• What this task involves:
Transcribe word for word the lines spanning the line with "the white support" through the end of the records.

Records excerpted from a collection
:::::

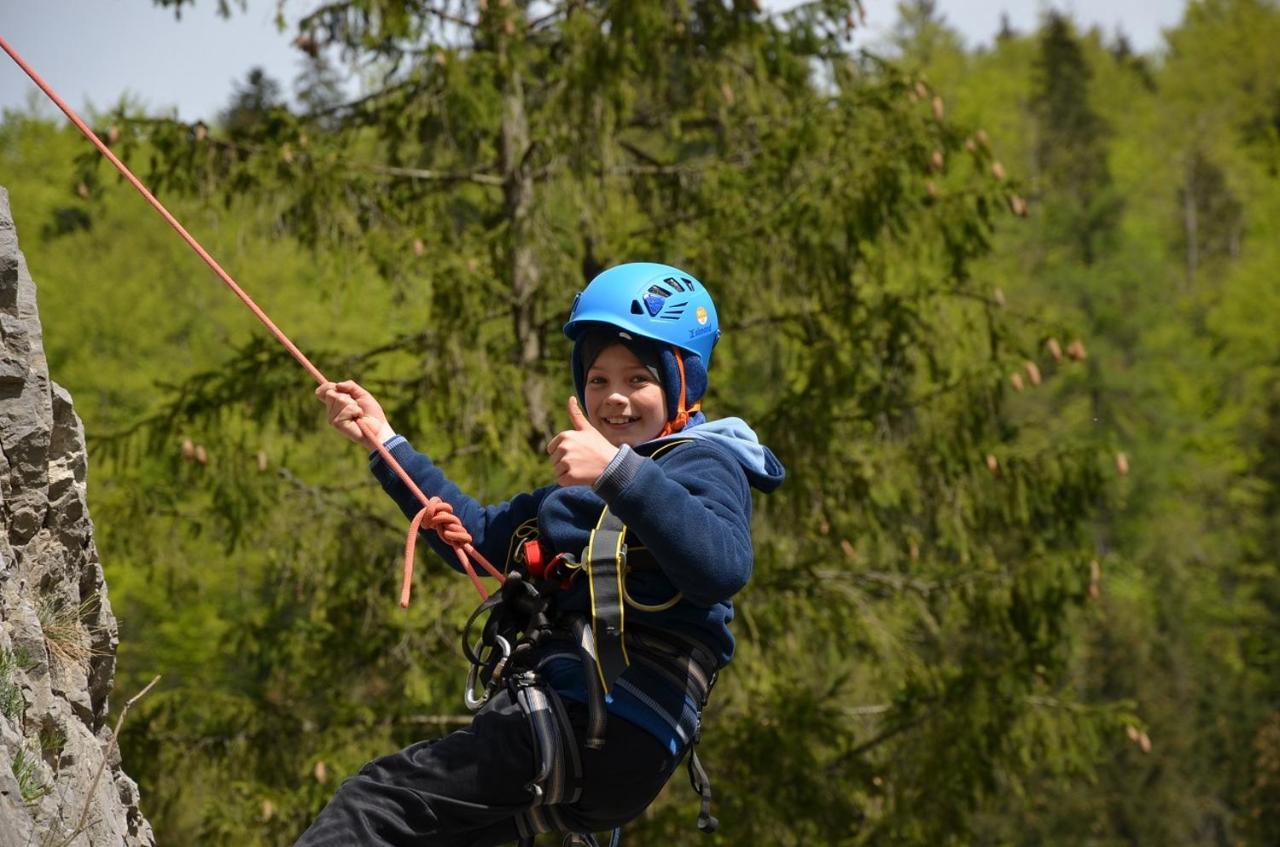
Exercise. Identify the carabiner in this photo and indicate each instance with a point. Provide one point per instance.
(469, 696)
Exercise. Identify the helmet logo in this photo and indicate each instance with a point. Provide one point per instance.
(656, 298)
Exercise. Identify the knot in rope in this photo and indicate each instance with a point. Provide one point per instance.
(437, 514)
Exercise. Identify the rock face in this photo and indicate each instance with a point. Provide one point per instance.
(60, 777)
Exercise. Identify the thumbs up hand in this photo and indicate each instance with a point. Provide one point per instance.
(580, 454)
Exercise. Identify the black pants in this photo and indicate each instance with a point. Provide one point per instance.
(467, 788)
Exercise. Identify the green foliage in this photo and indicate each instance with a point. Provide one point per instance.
(10, 695)
(964, 627)
(26, 769)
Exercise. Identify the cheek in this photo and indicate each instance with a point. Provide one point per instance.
(654, 403)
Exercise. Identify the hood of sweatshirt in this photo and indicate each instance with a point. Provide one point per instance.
(735, 436)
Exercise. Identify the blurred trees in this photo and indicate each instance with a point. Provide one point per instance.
(1019, 586)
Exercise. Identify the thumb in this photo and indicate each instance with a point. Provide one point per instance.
(577, 417)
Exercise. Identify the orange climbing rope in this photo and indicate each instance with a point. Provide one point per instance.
(435, 513)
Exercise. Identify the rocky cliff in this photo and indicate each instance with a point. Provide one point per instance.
(60, 777)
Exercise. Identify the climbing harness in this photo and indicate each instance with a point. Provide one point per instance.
(521, 614)
(524, 631)
(435, 513)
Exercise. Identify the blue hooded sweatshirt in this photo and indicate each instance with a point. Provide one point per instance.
(690, 507)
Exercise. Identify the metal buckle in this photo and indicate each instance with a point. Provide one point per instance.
(469, 696)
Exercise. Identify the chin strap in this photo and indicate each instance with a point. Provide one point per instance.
(682, 413)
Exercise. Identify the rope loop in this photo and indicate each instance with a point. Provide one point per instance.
(438, 514)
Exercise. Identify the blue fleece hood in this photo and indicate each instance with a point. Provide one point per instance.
(735, 436)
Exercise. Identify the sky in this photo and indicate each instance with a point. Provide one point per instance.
(94, 51)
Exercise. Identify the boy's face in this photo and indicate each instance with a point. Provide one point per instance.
(624, 401)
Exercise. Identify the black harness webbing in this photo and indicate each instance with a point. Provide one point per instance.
(604, 562)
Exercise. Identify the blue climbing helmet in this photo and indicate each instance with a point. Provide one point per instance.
(664, 315)
(653, 301)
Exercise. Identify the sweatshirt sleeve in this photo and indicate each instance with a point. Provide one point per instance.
(693, 511)
(490, 526)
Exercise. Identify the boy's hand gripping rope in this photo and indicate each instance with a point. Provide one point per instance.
(435, 512)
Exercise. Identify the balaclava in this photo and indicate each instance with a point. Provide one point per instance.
(663, 361)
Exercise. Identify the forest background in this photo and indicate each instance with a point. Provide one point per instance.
(1006, 314)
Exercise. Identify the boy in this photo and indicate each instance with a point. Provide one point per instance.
(613, 703)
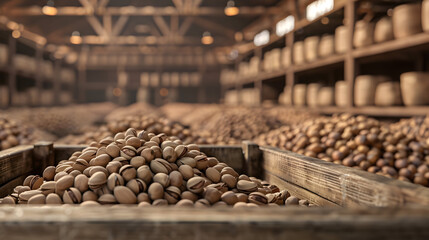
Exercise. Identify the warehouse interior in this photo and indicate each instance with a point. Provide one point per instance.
(315, 111)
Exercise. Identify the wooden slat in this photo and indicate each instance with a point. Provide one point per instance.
(345, 186)
(15, 162)
(298, 191)
(214, 223)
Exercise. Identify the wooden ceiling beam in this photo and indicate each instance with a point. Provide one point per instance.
(145, 11)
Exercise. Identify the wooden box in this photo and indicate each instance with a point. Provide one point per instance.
(322, 183)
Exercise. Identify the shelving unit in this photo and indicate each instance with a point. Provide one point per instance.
(349, 63)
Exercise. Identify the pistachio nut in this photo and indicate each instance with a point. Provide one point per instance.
(37, 199)
(195, 184)
(258, 198)
(137, 161)
(159, 165)
(72, 196)
(212, 195)
(172, 194)
(97, 180)
(49, 173)
(53, 198)
(186, 171)
(81, 182)
(107, 198)
(176, 179)
(48, 187)
(137, 185)
(162, 178)
(156, 191)
(145, 174)
(113, 167)
(229, 198)
(245, 186)
(124, 195)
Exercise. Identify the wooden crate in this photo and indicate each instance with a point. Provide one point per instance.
(322, 183)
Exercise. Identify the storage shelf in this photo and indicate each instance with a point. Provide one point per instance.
(393, 111)
(392, 46)
(323, 62)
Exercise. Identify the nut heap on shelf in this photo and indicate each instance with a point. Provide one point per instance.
(391, 150)
(151, 124)
(13, 134)
(146, 169)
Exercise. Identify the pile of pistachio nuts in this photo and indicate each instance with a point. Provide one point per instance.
(391, 150)
(147, 169)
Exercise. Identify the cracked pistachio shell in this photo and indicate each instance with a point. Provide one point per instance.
(97, 180)
(185, 203)
(162, 179)
(172, 194)
(107, 198)
(195, 184)
(124, 195)
(169, 154)
(114, 180)
(186, 171)
(113, 150)
(81, 182)
(229, 180)
(37, 199)
(101, 160)
(48, 187)
(72, 196)
(229, 198)
(137, 186)
(246, 186)
(212, 195)
(148, 154)
(156, 191)
(258, 198)
(128, 172)
(113, 167)
(53, 198)
(159, 165)
(145, 174)
(49, 173)
(137, 161)
(176, 179)
(213, 175)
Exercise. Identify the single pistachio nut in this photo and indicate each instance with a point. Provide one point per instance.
(124, 195)
(195, 184)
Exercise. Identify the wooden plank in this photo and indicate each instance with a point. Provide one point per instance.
(298, 191)
(188, 223)
(345, 186)
(324, 62)
(393, 45)
(15, 162)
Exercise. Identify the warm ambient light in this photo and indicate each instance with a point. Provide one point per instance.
(75, 38)
(49, 9)
(207, 38)
(231, 9)
(16, 34)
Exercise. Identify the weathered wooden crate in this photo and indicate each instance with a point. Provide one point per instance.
(349, 197)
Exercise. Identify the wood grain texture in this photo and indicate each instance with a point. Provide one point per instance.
(345, 186)
(15, 162)
(130, 222)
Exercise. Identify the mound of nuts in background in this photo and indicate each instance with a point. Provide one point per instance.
(13, 134)
(149, 123)
(147, 169)
(358, 142)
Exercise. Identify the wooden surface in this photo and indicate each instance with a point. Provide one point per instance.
(342, 185)
(120, 222)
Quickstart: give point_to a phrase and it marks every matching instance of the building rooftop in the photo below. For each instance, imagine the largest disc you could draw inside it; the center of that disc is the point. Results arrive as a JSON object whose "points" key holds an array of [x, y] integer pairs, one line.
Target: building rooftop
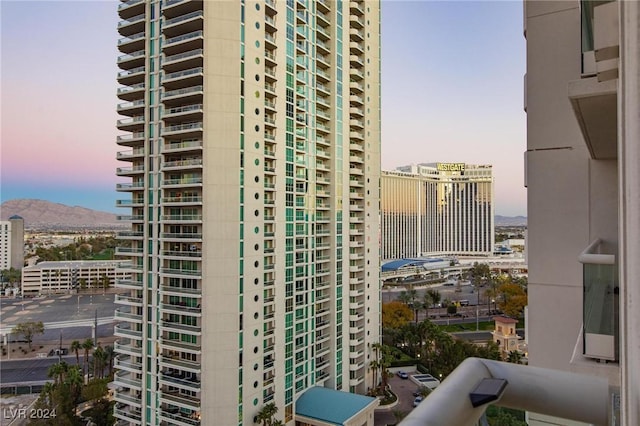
{"points": [[505, 320], [73, 264], [331, 406], [395, 265]]}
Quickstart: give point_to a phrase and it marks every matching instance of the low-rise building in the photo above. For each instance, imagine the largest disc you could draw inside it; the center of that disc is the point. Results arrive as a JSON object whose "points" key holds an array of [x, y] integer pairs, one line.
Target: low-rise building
{"points": [[61, 277]]}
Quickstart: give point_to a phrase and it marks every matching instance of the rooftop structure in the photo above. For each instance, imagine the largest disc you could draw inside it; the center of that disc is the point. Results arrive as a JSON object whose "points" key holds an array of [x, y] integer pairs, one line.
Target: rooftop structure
{"points": [[65, 276]]}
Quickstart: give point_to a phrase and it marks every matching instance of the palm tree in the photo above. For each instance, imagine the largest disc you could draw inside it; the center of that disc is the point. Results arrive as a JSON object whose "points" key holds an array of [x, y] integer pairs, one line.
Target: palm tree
{"points": [[76, 346], [57, 371], [265, 415], [87, 345], [108, 350], [74, 380], [99, 362], [514, 357]]}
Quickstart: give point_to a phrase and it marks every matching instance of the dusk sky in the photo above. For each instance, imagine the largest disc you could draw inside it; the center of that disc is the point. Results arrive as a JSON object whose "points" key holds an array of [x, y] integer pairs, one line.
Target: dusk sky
{"points": [[452, 91]]}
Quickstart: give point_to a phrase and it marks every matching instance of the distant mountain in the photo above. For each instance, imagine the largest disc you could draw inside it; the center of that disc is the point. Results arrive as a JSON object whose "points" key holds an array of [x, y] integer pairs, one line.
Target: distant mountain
{"points": [[40, 214], [510, 220]]}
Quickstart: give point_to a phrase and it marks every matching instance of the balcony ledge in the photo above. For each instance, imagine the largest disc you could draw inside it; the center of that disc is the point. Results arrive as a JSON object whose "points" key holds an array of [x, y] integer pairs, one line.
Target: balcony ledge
{"points": [[595, 106]]}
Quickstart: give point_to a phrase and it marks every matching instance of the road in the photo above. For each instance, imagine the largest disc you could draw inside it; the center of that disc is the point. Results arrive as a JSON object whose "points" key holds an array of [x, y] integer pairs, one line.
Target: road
{"points": [[30, 370]]}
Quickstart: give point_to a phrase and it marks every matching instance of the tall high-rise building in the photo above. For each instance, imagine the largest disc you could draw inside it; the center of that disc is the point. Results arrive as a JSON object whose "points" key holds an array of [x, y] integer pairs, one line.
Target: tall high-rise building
{"points": [[253, 143], [12, 243], [437, 209]]}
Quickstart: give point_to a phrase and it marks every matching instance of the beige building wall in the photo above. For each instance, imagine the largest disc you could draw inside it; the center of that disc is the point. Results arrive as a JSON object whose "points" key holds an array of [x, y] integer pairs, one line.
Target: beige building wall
{"points": [[577, 190]]}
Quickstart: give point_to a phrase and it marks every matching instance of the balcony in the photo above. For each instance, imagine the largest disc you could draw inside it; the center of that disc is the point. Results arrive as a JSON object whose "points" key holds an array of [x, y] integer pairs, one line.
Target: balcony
{"points": [[132, 25], [132, 108], [125, 347], [131, 60], [179, 364], [125, 363], [132, 43], [184, 78], [177, 345], [601, 302], [173, 8], [128, 300], [127, 316], [132, 93], [594, 97], [130, 8], [127, 379], [184, 42], [185, 130], [127, 415], [179, 254], [125, 331], [131, 77], [171, 326], [128, 398], [129, 284], [131, 124], [182, 309], [183, 182], [179, 419], [182, 200], [183, 113], [182, 146], [183, 61], [180, 399], [183, 96], [178, 380]]}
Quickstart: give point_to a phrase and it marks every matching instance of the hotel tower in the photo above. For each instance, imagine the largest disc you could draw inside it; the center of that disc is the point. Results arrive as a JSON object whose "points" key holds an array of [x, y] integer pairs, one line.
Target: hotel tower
{"points": [[250, 179], [437, 209]]}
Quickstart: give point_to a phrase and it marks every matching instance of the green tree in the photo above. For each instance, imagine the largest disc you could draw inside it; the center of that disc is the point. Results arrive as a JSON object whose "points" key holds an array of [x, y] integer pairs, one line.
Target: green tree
{"points": [[99, 362], [74, 381], [28, 330], [95, 389], [511, 298], [11, 275], [480, 274], [58, 372], [515, 357], [452, 309], [266, 414], [101, 414], [87, 345]]}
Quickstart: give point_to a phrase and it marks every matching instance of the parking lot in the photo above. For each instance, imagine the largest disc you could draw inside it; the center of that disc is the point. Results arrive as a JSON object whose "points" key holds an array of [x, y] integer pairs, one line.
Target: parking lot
{"points": [[404, 389]]}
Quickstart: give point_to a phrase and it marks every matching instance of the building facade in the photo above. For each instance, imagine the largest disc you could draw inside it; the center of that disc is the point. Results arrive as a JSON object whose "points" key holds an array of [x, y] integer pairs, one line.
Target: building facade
{"points": [[582, 101], [12, 243], [62, 277], [437, 209], [252, 138]]}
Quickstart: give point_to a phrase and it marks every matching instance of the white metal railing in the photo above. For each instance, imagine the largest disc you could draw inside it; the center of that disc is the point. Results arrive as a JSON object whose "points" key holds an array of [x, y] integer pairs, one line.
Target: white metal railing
{"points": [[556, 393]]}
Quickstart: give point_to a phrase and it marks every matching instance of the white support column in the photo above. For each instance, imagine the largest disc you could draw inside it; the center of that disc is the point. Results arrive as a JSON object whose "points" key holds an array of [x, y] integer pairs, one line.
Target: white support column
{"points": [[629, 184]]}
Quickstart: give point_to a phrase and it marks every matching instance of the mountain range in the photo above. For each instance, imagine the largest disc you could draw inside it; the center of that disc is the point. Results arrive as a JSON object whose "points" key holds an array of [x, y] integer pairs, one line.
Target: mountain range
{"points": [[39, 214]]}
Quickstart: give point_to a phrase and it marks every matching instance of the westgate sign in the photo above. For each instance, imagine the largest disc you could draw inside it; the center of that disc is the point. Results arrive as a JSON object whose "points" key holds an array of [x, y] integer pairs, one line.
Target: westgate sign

:::::

• Expected output:
Quickstart: give point_to a phrase and it marks every matching instance of the white support column in the photo above. For each instance, imagine the largest disc you could draw inside it; the center of that disc is the point. Results arrive as a JSON object whose "points" key holds an array of [x, y] integer pairs, one line.
Target: white support column
{"points": [[629, 184]]}
Quickstart: give point_to a phrase and it marks every matching instance of the mountain range in the photo above. For each instance, imagine the largest disc you could draw inside it; the center of that disc is the point. Results arrive as a JSON object whose "points" key holds an array of [x, y] integer pairs, one line.
Target: mountain range
{"points": [[39, 214]]}
Quickstart: give point_to a phrase and it marks every matching instance of the westgate sign in the photo above. For each instance, imagine the largest disc you could draw inside it; the center of that disc is the point. Results arrive as a JSON object whose "points" key holds an array of [x, y] integer pairs, one line.
Target: westgate sign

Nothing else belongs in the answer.